Artikel →
==*==

Baca berita dengan sedikit iklan, klik di sini

Arsip

Serdadu dari Purworejo

KARIER militer Sarwo Edhie Wibowo dimulai saat belia. Pada usia 15 tahun, di tengah deru pendudukan Jepang, dia nekat mendaftar menjadi prajurit heiho. Perang kemerdekaan mempertemukan Sarwo dengan Ahmad Yani, yang juga berasal dari Purworejo. Sejak itu, keduanya amat dekat. Terbunuhnya Yani pada 30 September 1965 memukul Sarwo.

==*==

Bagian Materi →
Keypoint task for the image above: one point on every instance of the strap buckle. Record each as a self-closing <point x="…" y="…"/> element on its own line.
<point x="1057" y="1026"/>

==*==

Daftar Tugas →
1 > Salin dengan tepat bagian artikel tentang Sarwo Edhie Wibowo, dimulai dari "Serdadu dari Purworejo" dan berakhir pada "1965 memukul Sarwo.".
2 > Menurut artikel tentang Sarwo Edhie Wibowo, pada usia berapa Sarwo mendaftar menjadi prajurit heiho?

Jawaban Latihan →
1 >
Serdadu dari Purworejo

KARIER militer Sarwo Edhie Wibowo dimulai saat belia. Pada usia 15 tahun, di tengah deru pendudukan Jepang, dia nekat mendaftar menjadi prajurit heiho. Perang kemerdekaan mempertemukan Sarwo dengan Ahmad Yani, yang juga berasal dari Purworejo. Sejak itu, keduanya amat dekat. Terbunuhnya Yani pada 30 September 1965 memukul Sarwo.

2 > Pada usia 15 tahun.